## Source passage
⁂

Gout has long been referred to as the disease of kings due to its relation to the overindulgence of rich food and drink; however, if you are one of the many who suffer from this arthritic condition, you know that there is nothing regal about it.
Gout is a form of arthritis that is caused when uric acid crystallizes and forms into needle-like structures located in the joints. Uric acid is the byproduct that is formed when the body breaks down a chemical component called purines. Purines are found in such foods as anchovies, sardines, herring, organ meats, asparagus and mushrooms. Under normal conditions, purines will break down in the bloodstream and travel to the kidneys where they exit the body via urination. For people with gout, the uric acid accumulates in the joints and forms these jagged crystals which can cause intense pain and swelling in the joints.
What Are The Symptoms Of Gout?

⁂

Continue the passage on gout, beginning the section under its final heading.

## Dataset extract
⁂

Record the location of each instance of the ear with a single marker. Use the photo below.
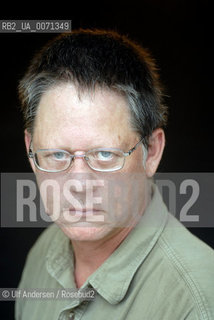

⁂

## Response
The onset of symptoms for these attacks tends to come on suddenly and often violently. Exacerbation typically occurs at night and can literally wake a person out of his or her sleep. Some of the symptoms of gout include, but are not limited to the following:
- Joint pain: The joint located in the big toe is most commonly affected; however, gout can occur in the joints of the feet, ankle, knees, hands and wrists. The most intense pain usually takes place within the first 24 hours, but can linger anywhere from a few days and up to a few weeks. Additionally, the skin covering the affected joint(s) tends to be red and swollen.
Who Gets Gout?
In addition to the overindulgence of certain foods, there are a number of other factors that play a significant role in making a person more susceptible to developing gout. It is believed that gout strikes people who are obese. Additionally, people who drink excessively may be at an increased risk of developing gout at some point in their lives.
Furthermore, gout typically affects those people who have chronic health conditions such as hypertension, hyperlipidemia and diabetes.
Statistics reveal that gout affects more men than women. Women have a higher chance of developing this condition after menopause. It is believed that gout is a hereditary illness.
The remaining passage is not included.